> _Supplied information_
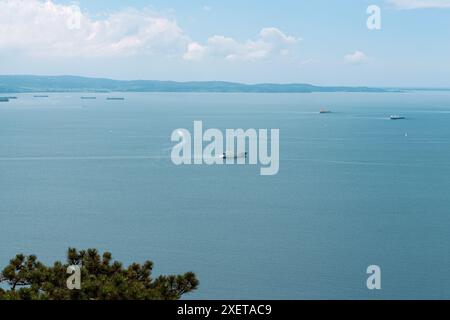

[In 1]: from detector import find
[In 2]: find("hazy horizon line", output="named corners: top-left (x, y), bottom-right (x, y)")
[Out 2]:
top-left (2, 74), bottom-right (450, 89)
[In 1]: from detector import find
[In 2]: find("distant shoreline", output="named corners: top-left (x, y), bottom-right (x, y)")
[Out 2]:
top-left (1, 75), bottom-right (449, 94)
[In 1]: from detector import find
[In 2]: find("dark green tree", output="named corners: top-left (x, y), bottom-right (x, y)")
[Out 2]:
top-left (0, 248), bottom-right (198, 300)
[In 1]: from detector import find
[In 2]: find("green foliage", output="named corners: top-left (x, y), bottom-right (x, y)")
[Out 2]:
top-left (0, 248), bottom-right (198, 300)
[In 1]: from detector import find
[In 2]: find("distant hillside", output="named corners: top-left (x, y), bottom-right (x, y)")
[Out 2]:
top-left (0, 75), bottom-right (396, 93)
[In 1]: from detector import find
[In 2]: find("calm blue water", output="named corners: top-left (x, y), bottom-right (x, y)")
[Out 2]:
top-left (1, 92), bottom-right (450, 299)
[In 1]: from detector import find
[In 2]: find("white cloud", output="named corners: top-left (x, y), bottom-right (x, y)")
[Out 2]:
top-left (0, 0), bottom-right (300, 63)
top-left (207, 35), bottom-right (240, 56)
top-left (187, 27), bottom-right (300, 61)
top-left (387, 0), bottom-right (450, 9)
top-left (259, 27), bottom-right (298, 46)
top-left (300, 58), bottom-right (314, 65)
top-left (0, 0), bottom-right (189, 57)
top-left (344, 51), bottom-right (369, 64)
top-left (183, 42), bottom-right (207, 61)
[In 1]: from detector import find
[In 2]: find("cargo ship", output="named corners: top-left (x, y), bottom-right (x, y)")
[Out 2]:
top-left (221, 152), bottom-right (248, 159)
top-left (390, 115), bottom-right (405, 120)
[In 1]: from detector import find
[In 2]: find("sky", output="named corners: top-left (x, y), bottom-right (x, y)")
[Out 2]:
top-left (0, 0), bottom-right (449, 86)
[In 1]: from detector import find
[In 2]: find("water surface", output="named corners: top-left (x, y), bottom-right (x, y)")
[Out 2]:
top-left (1, 92), bottom-right (450, 299)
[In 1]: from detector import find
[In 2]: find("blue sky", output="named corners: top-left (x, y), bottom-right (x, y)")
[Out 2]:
top-left (0, 0), bottom-right (449, 86)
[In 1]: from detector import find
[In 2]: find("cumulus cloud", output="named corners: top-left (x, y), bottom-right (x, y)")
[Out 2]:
top-left (259, 27), bottom-right (298, 46)
top-left (185, 27), bottom-right (300, 61)
top-left (183, 42), bottom-right (207, 61)
top-left (344, 51), bottom-right (369, 64)
top-left (0, 0), bottom-right (300, 63)
top-left (0, 0), bottom-right (189, 57)
top-left (387, 0), bottom-right (450, 9)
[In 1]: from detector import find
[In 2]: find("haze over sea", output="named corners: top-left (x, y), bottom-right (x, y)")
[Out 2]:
top-left (1, 92), bottom-right (450, 299)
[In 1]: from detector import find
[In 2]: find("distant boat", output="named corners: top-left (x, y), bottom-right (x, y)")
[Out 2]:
top-left (7, 96), bottom-right (17, 99)
top-left (81, 96), bottom-right (97, 100)
top-left (221, 152), bottom-right (248, 159)
top-left (34, 95), bottom-right (49, 98)
top-left (0, 97), bottom-right (9, 102)
top-left (390, 115), bottom-right (405, 120)
top-left (107, 97), bottom-right (125, 101)
top-left (319, 108), bottom-right (331, 114)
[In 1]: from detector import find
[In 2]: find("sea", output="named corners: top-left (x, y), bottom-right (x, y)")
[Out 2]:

> _Your goal_
Where the word "green" shows up in a line of the entries above, copy that line.

> _Reply to the exercise_
[In 2]: find("dark green tree", output="named corners: top-left (x, y), bottom-right (x, y)")
[In 2]: find("green foliage", output="named corners: top-left (x, y), bottom-right (x, y)")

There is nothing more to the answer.